» **Material shown**
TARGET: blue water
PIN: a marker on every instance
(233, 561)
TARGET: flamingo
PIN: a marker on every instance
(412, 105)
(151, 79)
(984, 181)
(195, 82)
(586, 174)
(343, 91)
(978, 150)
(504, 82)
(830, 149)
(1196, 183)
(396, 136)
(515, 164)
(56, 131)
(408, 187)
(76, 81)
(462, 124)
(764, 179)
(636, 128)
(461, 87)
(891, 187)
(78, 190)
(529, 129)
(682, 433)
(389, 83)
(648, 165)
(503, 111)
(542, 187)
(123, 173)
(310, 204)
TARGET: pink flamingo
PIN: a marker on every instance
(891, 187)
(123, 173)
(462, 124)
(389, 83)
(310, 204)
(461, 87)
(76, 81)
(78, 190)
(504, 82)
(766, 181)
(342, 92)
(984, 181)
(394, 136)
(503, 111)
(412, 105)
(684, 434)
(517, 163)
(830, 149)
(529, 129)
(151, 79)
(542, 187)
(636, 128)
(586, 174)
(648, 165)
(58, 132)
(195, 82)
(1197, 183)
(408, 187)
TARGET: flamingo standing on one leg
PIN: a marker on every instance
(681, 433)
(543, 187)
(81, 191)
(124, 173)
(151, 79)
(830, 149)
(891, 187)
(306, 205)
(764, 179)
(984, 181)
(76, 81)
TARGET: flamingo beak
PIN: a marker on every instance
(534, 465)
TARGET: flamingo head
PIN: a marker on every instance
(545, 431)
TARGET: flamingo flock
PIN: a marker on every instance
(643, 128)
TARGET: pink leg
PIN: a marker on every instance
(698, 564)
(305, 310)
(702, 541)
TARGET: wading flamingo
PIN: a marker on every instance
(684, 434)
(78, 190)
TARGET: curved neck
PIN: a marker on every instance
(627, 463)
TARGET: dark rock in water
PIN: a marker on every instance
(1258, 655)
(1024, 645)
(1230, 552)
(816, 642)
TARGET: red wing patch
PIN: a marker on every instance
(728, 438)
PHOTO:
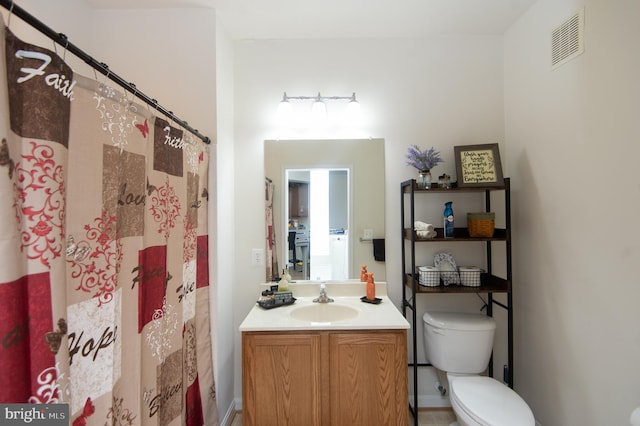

» **Requirement**
Across the entries above, find each line with the word "pink" and please copy it out.

» **Task solution**
TARGET: pink flamingo
TARGET: pink leg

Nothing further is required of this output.